• Set problem A: Rewrite the part of the songwriting essay starting with "Right around this" and going on through "maintaining creative momentum).", swapping "guitarist" for "musician".
• Set problem B: Locate each line of the records that contains the string "tracksuit" and copy those lines out.

• Selection:
[start]
A few years ago, and perhaps because of philosophies like the Petty principle, I had an epiphany; I noticed that all my grueling work spent writing verses tended to allude to an overall concept that usually became the song's title and ended up guiding any unfinished verses I had. I got wise by realizing that if I started with an all-encompassing concept, everything else would follow suit and I wouldn't have to struggle to write a song from just a single line or group of lines anymore.
Right around this time, either by coincidence or design, I started coming up short-handed on new music and yet I began having these grandiose ideas for songs that completely reversed my previous "music first" paradigm. Now the sweeping song title concepts I was coming up with were suggesting verse lines and rhythms and melodies, and even music. I started feeling like the idea man in me had begun to outshine and outpace the guitarist (I didn't mind, though, if it meant maintaining creative momentum).
The songs started writing themselves; once I had my central idea in place the process became virtually academic. This took a lot of the guesswork and struggle out of my paradigm, and eventually I got better at making the verses universal too. If you're lucky, you end up with something timeless.
There's essentially two modes in which songwriters seem to operate: you're either experiencing life--out gigging, recording, hustling or otherwise engaging the world--or you're privately processing those experiences into songs. Sometimes you burn out creatively and the ideas just aren't there... other times you get on a roll and it's easy.
I've had watersheds where I'm working on six or seven new songs at once. These batches are usually comprised of a few brand-new ideas mixed in with songs I started as far back as a few years prior but didn't finish, or salvaged the music or lyrics from and started over. Eventually these songs will be completed and maybe half of them will be tried out live. Of that group, probably a quarter of them will have any kind of success for me, whether they're just creatively fulfilling, or whether they can actually fill an aesthetic void in the set and increase my entertainment value to the audiences, or both. Maybe ten per cent or less of those will finally make it to an album...
[end]
• Provided information:
[start]
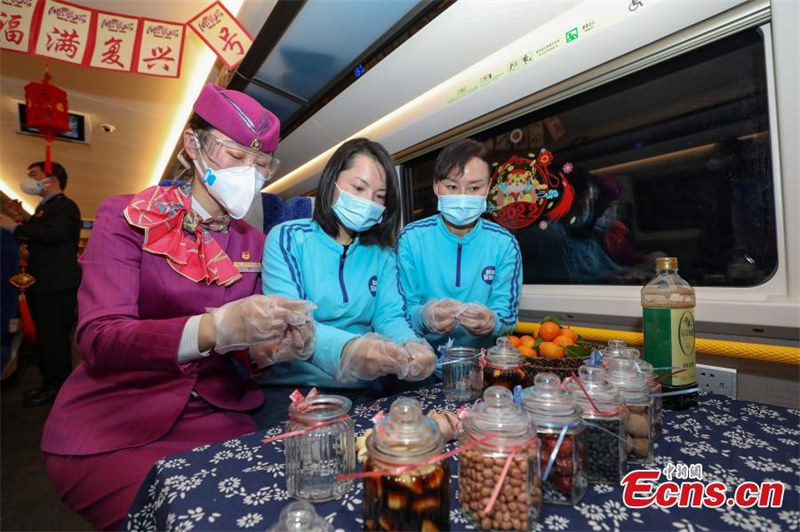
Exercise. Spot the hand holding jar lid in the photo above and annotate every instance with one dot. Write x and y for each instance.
[end]
[start]
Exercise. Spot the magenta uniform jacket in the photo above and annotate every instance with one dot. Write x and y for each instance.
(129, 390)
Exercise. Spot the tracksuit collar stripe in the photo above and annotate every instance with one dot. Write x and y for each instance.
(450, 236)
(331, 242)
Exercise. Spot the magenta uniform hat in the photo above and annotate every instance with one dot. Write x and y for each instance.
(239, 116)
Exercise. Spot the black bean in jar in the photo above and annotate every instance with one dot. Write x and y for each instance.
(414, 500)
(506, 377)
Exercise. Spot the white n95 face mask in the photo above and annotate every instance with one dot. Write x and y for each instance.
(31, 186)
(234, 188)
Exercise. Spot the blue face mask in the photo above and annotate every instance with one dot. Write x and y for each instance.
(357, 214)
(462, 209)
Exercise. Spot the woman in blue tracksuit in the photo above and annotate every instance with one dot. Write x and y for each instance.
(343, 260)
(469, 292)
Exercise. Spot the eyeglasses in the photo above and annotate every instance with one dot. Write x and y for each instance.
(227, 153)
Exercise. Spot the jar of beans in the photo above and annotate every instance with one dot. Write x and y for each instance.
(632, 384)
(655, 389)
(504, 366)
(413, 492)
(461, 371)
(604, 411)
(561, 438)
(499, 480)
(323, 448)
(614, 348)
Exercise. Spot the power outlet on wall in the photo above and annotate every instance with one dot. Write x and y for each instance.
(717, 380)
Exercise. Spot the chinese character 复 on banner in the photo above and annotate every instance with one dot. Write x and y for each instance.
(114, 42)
[end]
• Written reply A:
Right around this time, either by coincidence or design, I started coming up short-handed on new music and yet I began having these grandiose ideas for songs that completely reversed my previous "music first" paradigm. Now the sweeping song title concepts I was coming up with were suggesting verse lines and rhythms and melodies, and even music. I started feeling like the idea man in me had begun to outshine and outpace the musician (I didn't mind, though, if it meant maintaining creative momentum).

• Written reply B:
Exercise. Spot the tracksuit collar stripe in the photo above and annotate every instance with one dot. Write x and y for each instance.
Exercise. Spot the woman in blue tracksuit in the photo above and annotate every instance with one dot. Write x and y for each instance.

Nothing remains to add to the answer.